> _Source records_
◇ ◇ ◇ ◇
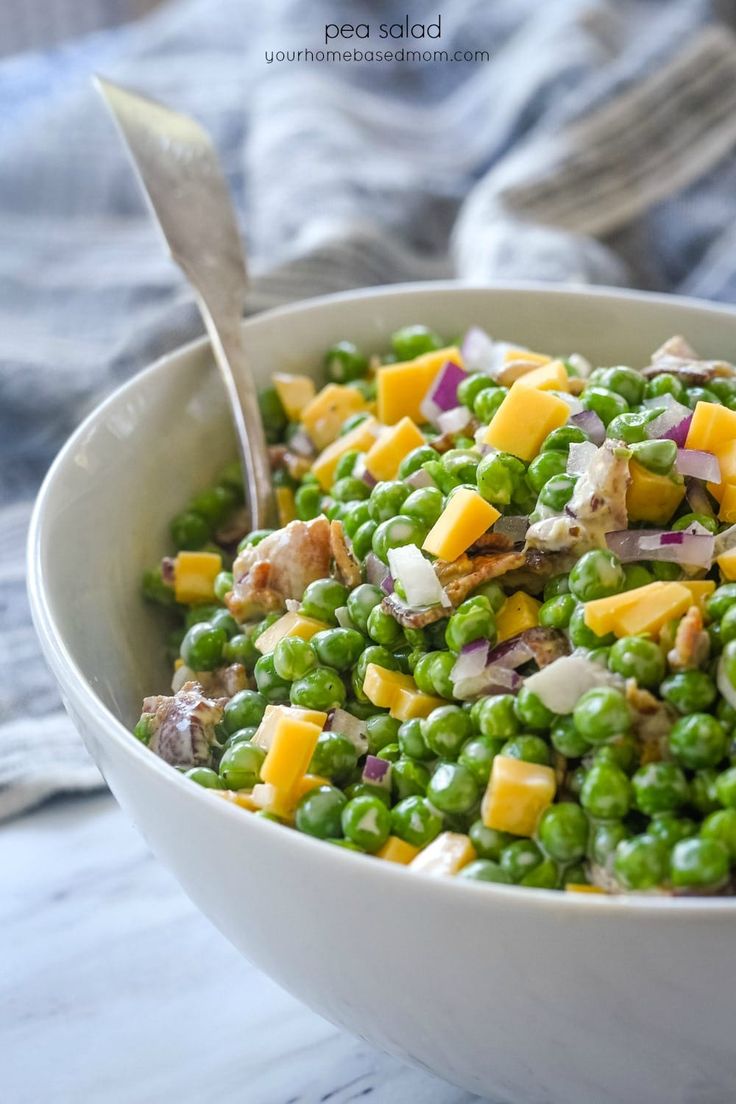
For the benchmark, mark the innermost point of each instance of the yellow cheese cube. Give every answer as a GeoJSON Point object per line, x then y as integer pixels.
{"type": "Point", "coordinates": [264, 734]}
{"type": "Point", "coordinates": [518, 613]}
{"type": "Point", "coordinates": [382, 687]}
{"type": "Point", "coordinates": [391, 447]}
{"type": "Point", "coordinates": [523, 421]}
{"type": "Point", "coordinates": [290, 624]}
{"type": "Point", "coordinates": [295, 392]}
{"type": "Point", "coordinates": [727, 564]}
{"type": "Point", "coordinates": [651, 497]}
{"type": "Point", "coordinates": [355, 441]}
{"type": "Point", "coordinates": [466, 517]}
{"type": "Point", "coordinates": [727, 511]}
{"type": "Point", "coordinates": [700, 590]}
{"type": "Point", "coordinates": [411, 703]}
{"type": "Point", "coordinates": [194, 575]}
{"type": "Point", "coordinates": [401, 388]}
{"type": "Point", "coordinates": [290, 753]}
{"type": "Point", "coordinates": [712, 427]}
{"type": "Point", "coordinates": [323, 416]}
{"type": "Point", "coordinates": [652, 609]}
{"type": "Point", "coordinates": [446, 855]}
{"type": "Point", "coordinates": [518, 793]}
{"type": "Point", "coordinates": [552, 377]}
{"type": "Point", "coordinates": [397, 850]}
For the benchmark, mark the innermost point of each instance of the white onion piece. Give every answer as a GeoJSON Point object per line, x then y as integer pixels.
◇ ◇ ◇ ◇
> _Aim of the task_
Update these lines by swapping "innermost point" for "center point" wherever it occurs, leaving everything else unchanged. Leave the pictures out.

> _Answer below_
For the benchmark, mark the center point of each instance of the yellow cheese cube. Give every answer as a GeoJSON Point object per line, x then y as integer pixels.
{"type": "Point", "coordinates": [264, 734]}
{"type": "Point", "coordinates": [518, 613]}
{"type": "Point", "coordinates": [382, 687]}
{"type": "Point", "coordinates": [391, 447]}
{"type": "Point", "coordinates": [523, 421]}
{"type": "Point", "coordinates": [290, 624]}
{"type": "Point", "coordinates": [295, 392]}
{"type": "Point", "coordinates": [727, 564]}
{"type": "Point", "coordinates": [651, 497]}
{"type": "Point", "coordinates": [355, 441]}
{"type": "Point", "coordinates": [466, 517]}
{"type": "Point", "coordinates": [727, 511]}
{"type": "Point", "coordinates": [700, 590]}
{"type": "Point", "coordinates": [411, 703]}
{"type": "Point", "coordinates": [194, 575]}
{"type": "Point", "coordinates": [401, 388]}
{"type": "Point", "coordinates": [290, 753]}
{"type": "Point", "coordinates": [712, 427]}
{"type": "Point", "coordinates": [323, 416]}
{"type": "Point", "coordinates": [652, 609]}
{"type": "Point", "coordinates": [446, 855]}
{"type": "Point", "coordinates": [518, 793]}
{"type": "Point", "coordinates": [552, 377]}
{"type": "Point", "coordinates": [397, 850]}
For the benchmark, mark the center point of each instance of the white onion piece. Give every answer as a GeoJSON Point object per line, x then y as integer pixels.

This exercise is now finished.